EXERCISE GOAL:
Copy every entry exactly.

— START OF RECORDS FOR THE EXERCISE —

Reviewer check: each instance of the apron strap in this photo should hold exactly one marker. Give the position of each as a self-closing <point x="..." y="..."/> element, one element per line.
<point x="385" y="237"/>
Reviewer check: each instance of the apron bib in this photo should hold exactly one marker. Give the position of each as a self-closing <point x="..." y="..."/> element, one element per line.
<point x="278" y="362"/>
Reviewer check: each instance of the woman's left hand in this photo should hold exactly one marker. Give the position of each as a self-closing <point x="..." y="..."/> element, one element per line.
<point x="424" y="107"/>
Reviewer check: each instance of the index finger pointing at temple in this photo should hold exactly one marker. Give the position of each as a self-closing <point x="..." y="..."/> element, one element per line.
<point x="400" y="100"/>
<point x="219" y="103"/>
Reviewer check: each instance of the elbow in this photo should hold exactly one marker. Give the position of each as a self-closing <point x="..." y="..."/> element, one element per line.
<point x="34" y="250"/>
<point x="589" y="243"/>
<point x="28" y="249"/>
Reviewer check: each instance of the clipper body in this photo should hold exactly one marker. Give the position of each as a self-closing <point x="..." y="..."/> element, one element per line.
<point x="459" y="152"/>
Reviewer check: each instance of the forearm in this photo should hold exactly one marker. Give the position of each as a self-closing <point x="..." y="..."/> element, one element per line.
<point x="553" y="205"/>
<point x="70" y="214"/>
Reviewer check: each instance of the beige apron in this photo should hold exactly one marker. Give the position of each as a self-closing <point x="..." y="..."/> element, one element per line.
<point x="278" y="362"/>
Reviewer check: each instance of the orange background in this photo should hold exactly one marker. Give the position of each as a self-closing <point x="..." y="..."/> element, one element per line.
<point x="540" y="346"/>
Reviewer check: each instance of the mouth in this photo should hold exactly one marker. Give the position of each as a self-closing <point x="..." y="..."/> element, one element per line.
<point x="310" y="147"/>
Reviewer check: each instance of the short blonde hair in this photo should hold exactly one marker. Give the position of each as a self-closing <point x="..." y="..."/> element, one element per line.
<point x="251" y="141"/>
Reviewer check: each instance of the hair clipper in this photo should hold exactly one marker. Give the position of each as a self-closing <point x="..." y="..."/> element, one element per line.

— END OF RECORDS FOR THE EXERCISE —

EXERCISE RESPONSE:
Reviewer check: each instance of the apron strap in this photo should hold exactly one marker. Give the position of each as a self-closing <point x="..." y="..."/> element, one element per line.
<point x="385" y="237"/>
Reviewer check: each instance of the apron bib in this photo should hold exactly one marker. Give the position of each as a self-closing <point x="..." y="..."/> element, one element per line.
<point x="278" y="362"/>
Reviewer check: each instance of the woman's left hand in this photo should hold exactly one marker. Give the position of each as a self-closing <point x="..." y="..."/> element, one element per line.
<point x="424" y="107"/>
Reviewer check: each instance of the index finger pointing at temple in this photo should hold exactly one marker. Give the position of each as a self-closing <point x="..." y="..."/> element, one element per line.
<point x="400" y="100"/>
<point x="219" y="103"/>
Reviewer check: each instance of the elbow in this photo should hold exactly one marker. Give the position of each as a self-closing <point x="..." y="..."/> element, one element per line.
<point x="34" y="250"/>
<point x="589" y="243"/>
<point x="28" y="249"/>
Reviewer check: each instance of the clipper body in this photo should hold exactly one marker. Give the position of each as a self-closing <point x="..." y="..."/> element, one element per line.
<point x="459" y="152"/>
Reviewer check: each instance of the forearm in this photo should hold exactly one marker. Give the position of each as a self-closing <point x="..." y="..."/> element, one element per line.
<point x="553" y="205"/>
<point x="70" y="214"/>
Reviewer check: each instance of the beige apron in this photo should hold exactly one marker. Give the position of each as a self-closing <point x="..." y="..."/> element, one element per line.
<point x="278" y="362"/>
Reviewer check: each instance of the orange background in this photo should hold exactly one marker. Give the position of each as a self-closing <point x="..." y="..."/> element, one element per line.
<point x="540" y="346"/>
Reviewer check: each instance of the mouth in this photo should hold exactly one marker. Give the position of each as a self-closing <point x="..." y="..."/> element, one element per line.
<point x="310" y="147"/>
Reviewer check: each instance of the short blonde hair in this photo should hold exactly one marker. Give the position of each as a self-closing <point x="..." y="..."/> element, one element per line.
<point x="251" y="141"/>
Reviewer check: each instance of the hair clipper in this photo should hold exactly one marker. Give the position of each as a self-closing <point x="..." y="..."/> element, one element per line.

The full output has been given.